# Start of Extracted material

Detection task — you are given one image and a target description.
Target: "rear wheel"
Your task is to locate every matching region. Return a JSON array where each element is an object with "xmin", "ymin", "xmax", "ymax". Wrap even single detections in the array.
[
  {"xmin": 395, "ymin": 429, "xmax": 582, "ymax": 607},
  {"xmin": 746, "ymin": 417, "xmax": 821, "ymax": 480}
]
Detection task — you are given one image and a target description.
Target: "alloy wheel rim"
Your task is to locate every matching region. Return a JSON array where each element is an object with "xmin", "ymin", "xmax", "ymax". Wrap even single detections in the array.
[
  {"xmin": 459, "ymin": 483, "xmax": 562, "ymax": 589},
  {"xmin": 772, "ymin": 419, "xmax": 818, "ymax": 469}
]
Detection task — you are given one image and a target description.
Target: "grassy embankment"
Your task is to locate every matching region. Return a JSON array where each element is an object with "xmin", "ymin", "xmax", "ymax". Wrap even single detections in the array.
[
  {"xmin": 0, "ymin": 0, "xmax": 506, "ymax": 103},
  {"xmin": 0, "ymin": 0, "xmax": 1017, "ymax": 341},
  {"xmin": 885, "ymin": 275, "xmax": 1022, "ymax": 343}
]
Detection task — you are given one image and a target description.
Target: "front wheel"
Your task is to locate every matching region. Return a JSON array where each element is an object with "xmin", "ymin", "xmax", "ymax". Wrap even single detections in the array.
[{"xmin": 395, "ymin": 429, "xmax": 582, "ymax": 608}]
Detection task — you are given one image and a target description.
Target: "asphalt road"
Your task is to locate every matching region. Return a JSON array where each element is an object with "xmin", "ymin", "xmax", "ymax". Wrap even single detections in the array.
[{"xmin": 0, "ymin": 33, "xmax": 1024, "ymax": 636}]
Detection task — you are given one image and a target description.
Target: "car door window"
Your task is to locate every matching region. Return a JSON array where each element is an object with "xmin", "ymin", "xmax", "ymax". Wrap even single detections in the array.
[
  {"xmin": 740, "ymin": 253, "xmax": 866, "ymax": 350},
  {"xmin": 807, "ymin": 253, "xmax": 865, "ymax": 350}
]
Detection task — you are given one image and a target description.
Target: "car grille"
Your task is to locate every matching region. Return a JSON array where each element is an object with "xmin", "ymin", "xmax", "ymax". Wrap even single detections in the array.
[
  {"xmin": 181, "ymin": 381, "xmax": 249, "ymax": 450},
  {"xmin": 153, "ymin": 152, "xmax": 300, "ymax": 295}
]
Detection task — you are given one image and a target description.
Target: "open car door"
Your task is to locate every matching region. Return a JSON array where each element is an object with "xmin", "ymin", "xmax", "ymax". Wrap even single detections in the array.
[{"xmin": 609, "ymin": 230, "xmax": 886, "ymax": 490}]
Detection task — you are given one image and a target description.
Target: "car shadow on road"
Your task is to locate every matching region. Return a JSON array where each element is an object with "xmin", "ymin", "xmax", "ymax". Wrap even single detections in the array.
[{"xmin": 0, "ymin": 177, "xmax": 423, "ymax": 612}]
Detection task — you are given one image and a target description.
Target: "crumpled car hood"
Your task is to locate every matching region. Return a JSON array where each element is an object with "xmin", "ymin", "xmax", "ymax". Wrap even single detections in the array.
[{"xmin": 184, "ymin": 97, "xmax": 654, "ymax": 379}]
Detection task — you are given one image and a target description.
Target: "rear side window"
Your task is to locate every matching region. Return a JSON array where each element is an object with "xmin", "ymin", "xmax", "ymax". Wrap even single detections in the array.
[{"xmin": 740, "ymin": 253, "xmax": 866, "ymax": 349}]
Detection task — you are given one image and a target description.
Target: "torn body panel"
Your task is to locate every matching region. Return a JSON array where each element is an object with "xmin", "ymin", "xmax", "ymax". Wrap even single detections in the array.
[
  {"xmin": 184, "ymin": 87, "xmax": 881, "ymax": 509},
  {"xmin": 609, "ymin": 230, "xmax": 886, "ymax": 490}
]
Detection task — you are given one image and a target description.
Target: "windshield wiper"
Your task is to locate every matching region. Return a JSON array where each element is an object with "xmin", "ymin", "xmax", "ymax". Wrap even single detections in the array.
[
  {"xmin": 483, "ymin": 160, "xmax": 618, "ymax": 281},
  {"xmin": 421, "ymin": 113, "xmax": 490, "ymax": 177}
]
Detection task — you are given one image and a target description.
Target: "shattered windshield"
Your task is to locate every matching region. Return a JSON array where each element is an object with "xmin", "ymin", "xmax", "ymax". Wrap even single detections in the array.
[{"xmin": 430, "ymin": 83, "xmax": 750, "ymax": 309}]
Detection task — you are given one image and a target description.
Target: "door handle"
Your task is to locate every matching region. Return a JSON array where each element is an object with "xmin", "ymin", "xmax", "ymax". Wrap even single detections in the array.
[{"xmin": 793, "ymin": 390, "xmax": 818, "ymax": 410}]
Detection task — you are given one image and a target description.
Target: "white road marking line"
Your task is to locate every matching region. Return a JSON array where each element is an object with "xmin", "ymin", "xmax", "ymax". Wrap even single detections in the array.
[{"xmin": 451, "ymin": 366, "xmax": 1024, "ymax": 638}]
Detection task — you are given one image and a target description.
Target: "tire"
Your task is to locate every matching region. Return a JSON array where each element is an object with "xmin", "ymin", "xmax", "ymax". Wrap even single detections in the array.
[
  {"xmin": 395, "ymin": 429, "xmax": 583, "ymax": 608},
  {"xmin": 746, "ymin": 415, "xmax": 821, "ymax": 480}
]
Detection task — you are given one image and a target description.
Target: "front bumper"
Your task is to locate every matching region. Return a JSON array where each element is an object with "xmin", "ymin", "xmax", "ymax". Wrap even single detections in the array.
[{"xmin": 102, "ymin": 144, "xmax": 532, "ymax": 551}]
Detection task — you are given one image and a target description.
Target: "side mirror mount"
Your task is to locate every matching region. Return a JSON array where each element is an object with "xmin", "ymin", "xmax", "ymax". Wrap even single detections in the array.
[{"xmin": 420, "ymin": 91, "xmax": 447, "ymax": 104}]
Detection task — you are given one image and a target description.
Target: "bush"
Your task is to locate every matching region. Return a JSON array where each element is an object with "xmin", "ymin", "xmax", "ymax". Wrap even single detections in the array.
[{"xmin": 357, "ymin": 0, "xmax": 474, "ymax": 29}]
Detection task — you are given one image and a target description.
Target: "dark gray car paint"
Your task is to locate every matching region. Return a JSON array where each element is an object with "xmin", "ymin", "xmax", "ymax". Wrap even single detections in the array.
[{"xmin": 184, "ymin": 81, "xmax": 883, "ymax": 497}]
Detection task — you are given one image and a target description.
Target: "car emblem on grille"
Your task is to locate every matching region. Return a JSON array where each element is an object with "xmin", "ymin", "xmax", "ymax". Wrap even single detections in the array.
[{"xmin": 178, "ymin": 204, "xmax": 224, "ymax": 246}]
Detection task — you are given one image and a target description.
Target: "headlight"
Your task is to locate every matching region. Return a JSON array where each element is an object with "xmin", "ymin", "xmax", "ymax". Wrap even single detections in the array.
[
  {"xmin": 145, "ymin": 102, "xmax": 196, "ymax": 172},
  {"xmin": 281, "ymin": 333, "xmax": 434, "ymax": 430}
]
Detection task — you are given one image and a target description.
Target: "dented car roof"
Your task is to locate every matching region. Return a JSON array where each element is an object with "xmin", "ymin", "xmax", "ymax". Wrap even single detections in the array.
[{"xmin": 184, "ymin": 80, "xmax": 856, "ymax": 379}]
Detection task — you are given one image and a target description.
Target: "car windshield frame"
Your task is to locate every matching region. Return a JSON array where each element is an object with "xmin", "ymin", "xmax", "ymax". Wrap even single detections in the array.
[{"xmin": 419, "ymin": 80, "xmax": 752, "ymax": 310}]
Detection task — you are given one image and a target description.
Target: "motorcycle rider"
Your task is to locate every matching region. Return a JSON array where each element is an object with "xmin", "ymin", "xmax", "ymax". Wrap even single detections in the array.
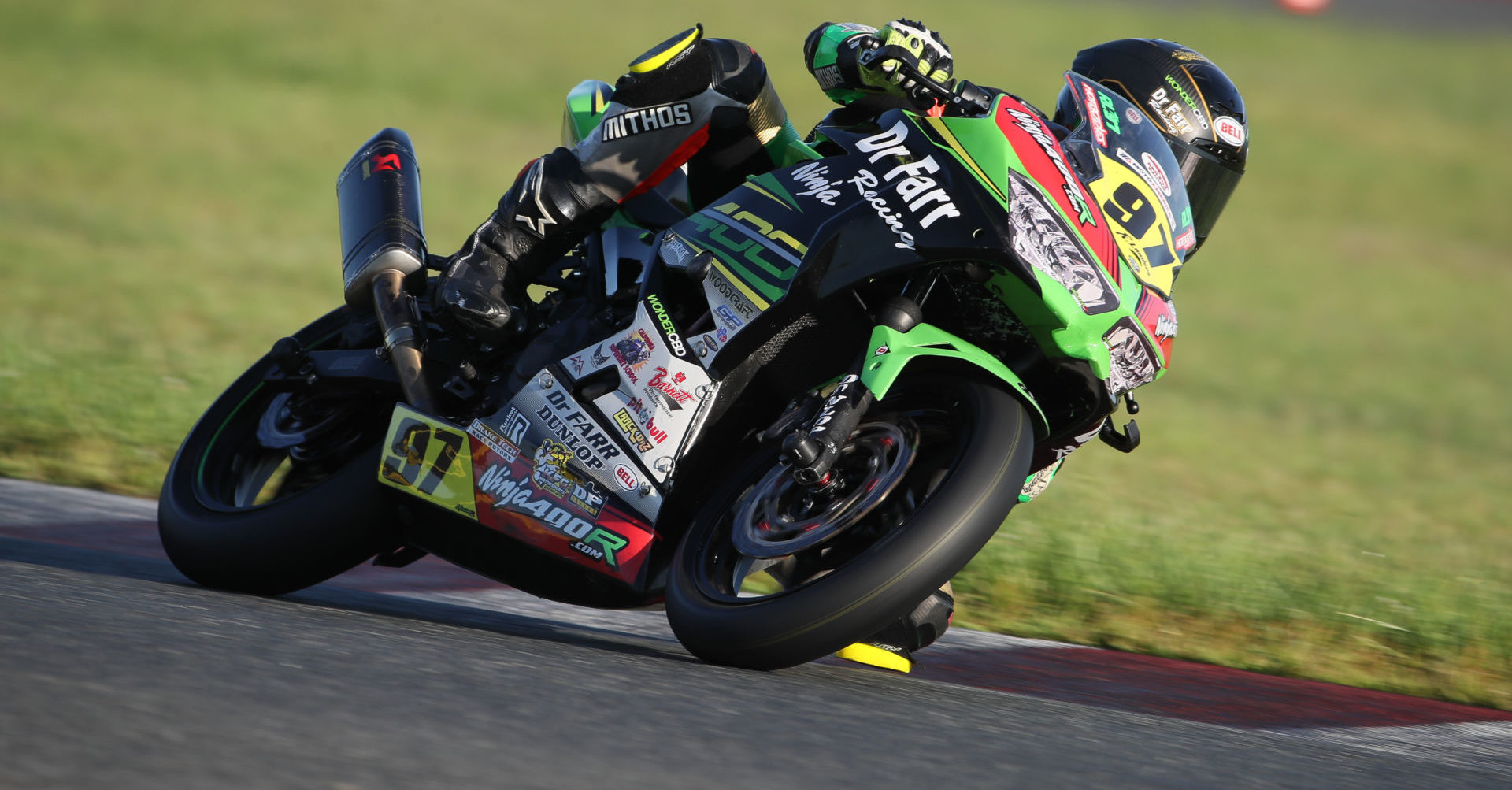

# End of Extracted material

▸ Problem requirements: Pull out every line of the material above that contains the word "windshield", copying each line in full.

▸ Answer to this task:
Target: "windshield wiper"
Target: "shattered windshield"
Target: "car windshield frame"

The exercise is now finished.